──────── MATERIAL FOR THIS TASK ────────
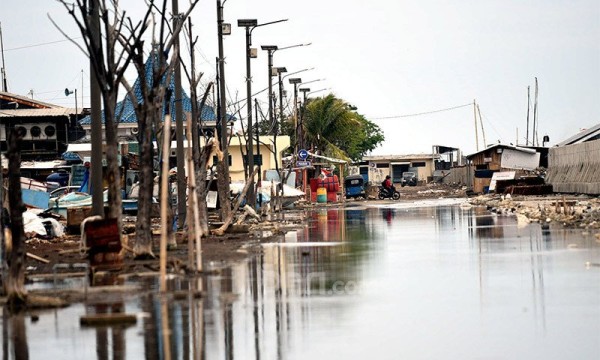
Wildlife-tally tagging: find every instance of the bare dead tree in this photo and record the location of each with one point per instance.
(196, 117)
(149, 109)
(109, 62)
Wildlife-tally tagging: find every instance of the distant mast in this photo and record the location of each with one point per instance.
(534, 138)
(4, 86)
(476, 133)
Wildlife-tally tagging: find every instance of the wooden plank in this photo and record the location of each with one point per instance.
(40, 259)
(107, 319)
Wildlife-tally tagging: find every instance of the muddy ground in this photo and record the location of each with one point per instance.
(220, 251)
(217, 251)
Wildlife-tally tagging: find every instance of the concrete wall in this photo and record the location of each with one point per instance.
(459, 175)
(575, 168)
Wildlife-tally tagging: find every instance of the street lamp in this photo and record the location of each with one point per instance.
(250, 25)
(270, 51)
(67, 93)
(323, 89)
(303, 110)
(295, 82)
(280, 70)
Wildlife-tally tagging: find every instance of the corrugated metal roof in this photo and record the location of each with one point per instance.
(582, 136)
(57, 111)
(125, 110)
(25, 99)
(503, 146)
(395, 158)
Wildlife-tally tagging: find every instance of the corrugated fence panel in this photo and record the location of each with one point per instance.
(575, 168)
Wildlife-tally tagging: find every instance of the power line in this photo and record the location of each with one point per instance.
(41, 44)
(422, 113)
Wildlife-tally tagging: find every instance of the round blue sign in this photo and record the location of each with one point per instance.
(302, 154)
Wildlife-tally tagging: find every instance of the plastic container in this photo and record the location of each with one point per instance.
(321, 195)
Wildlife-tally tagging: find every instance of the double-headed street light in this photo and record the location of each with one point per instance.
(250, 25)
(280, 70)
(270, 49)
(295, 82)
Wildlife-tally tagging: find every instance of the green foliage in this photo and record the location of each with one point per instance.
(334, 127)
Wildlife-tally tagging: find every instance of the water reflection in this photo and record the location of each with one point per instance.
(376, 280)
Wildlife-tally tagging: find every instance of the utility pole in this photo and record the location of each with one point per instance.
(249, 24)
(181, 183)
(95, 104)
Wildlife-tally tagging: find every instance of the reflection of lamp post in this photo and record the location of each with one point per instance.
(295, 82)
(250, 25)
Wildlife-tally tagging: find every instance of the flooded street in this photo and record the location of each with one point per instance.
(392, 282)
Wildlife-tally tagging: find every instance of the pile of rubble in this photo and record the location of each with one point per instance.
(572, 211)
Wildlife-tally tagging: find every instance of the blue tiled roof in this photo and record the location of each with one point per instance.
(125, 110)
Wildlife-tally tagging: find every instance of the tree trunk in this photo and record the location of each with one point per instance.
(223, 184)
(143, 232)
(227, 221)
(113, 172)
(15, 283)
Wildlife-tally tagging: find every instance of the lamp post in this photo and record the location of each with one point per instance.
(223, 166)
(323, 89)
(271, 49)
(302, 112)
(295, 82)
(67, 93)
(280, 70)
(250, 25)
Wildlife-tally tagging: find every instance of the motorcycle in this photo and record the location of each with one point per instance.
(388, 194)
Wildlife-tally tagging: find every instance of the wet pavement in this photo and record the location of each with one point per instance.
(393, 282)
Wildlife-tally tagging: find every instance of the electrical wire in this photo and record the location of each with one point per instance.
(421, 113)
(41, 44)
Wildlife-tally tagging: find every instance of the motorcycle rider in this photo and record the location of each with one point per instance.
(387, 186)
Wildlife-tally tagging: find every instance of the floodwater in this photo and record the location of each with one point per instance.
(393, 282)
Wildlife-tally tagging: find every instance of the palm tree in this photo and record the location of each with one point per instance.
(331, 126)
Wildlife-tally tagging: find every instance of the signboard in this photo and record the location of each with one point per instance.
(514, 159)
(503, 175)
(302, 163)
(211, 200)
(302, 154)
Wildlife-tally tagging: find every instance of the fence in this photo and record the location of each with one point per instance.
(575, 168)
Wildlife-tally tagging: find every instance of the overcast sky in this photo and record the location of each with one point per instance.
(388, 58)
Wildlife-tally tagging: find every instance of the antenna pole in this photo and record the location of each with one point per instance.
(528, 107)
(482, 130)
(4, 85)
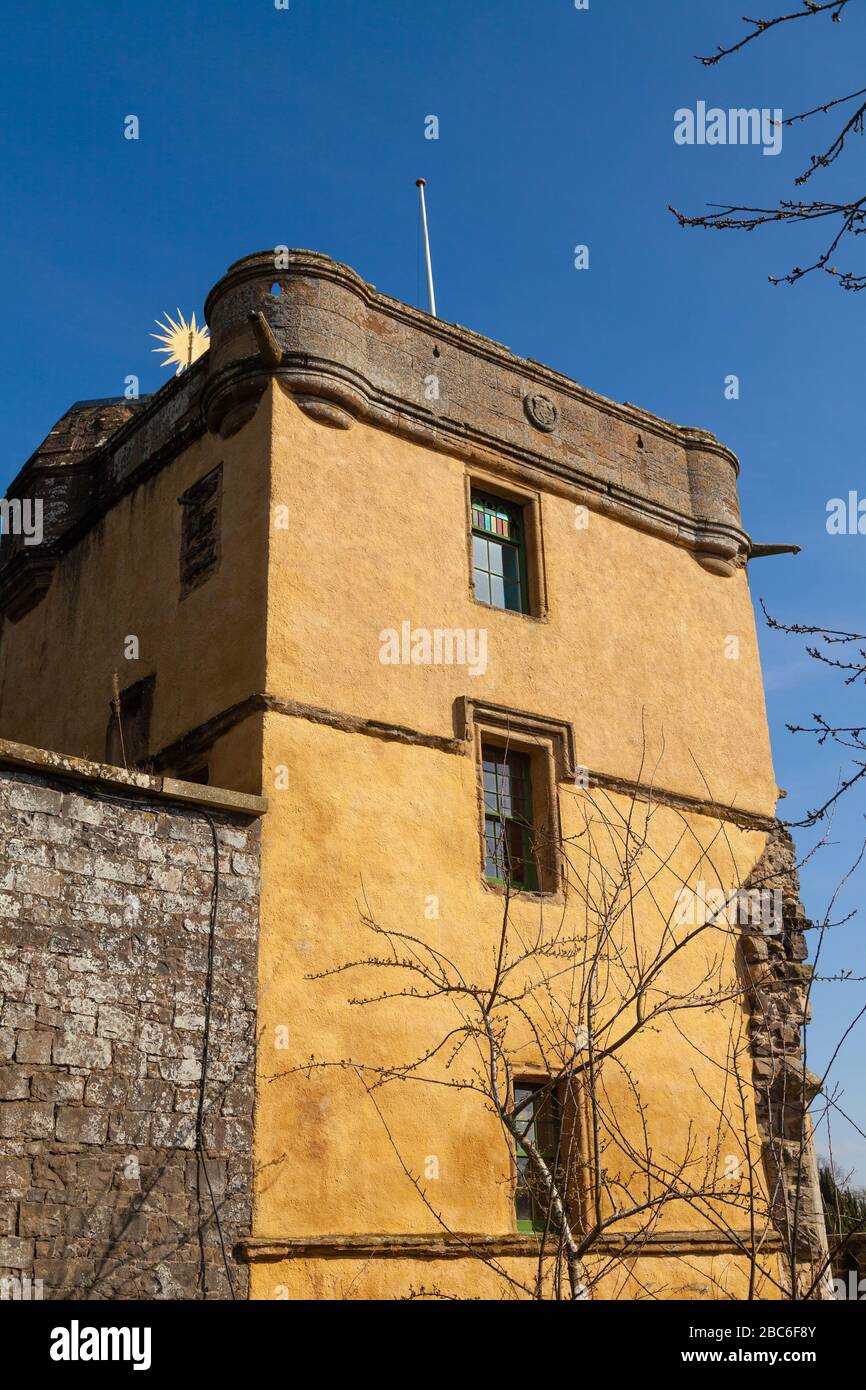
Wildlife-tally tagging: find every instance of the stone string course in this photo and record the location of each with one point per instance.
(104, 918)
────────
**TASK TO COMPLETE**
Only the lines from the one that contains "Wildlife-tally tagging: find every instance of the stone" to the end of the data should be output, exactly as they appear.

**TASK OUTPUT**
Wildlife-tally tagging: find every instance of the stone string course in this photo and record the location of each with one point per instance.
(104, 918)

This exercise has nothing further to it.